_EXERCISE DESCRIPTION_
Report how many lines of the records below contain the string "black", treating uppercase and lowercase letters as different, and give only the number.

Data listing:
'''

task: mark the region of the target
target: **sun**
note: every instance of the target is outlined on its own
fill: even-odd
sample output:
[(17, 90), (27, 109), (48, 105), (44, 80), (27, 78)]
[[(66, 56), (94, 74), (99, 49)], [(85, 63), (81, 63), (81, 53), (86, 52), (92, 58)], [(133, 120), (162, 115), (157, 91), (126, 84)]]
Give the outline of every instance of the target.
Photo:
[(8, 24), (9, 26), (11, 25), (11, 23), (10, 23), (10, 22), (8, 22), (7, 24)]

'''
'''

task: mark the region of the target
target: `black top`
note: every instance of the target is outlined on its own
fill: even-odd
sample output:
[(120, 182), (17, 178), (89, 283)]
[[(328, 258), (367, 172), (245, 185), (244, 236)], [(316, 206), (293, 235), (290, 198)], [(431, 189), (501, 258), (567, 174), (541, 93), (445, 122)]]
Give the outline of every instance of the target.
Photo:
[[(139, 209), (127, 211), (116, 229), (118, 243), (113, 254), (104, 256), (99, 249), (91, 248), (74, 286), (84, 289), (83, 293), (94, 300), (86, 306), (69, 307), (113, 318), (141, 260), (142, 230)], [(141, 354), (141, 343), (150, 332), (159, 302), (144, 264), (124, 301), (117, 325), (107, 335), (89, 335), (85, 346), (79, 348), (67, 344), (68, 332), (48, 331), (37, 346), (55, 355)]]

'''
'''

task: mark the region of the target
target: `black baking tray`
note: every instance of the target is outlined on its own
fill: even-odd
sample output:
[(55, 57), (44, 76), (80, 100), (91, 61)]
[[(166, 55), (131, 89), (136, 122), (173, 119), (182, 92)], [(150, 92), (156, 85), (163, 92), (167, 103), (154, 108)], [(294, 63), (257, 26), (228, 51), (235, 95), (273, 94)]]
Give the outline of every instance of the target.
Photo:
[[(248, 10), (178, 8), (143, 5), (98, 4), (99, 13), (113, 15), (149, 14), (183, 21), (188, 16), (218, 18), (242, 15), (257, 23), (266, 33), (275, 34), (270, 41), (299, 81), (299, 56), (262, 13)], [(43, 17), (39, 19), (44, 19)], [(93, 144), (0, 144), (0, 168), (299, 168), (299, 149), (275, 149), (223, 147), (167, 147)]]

'''

_FINAL RESULT_
2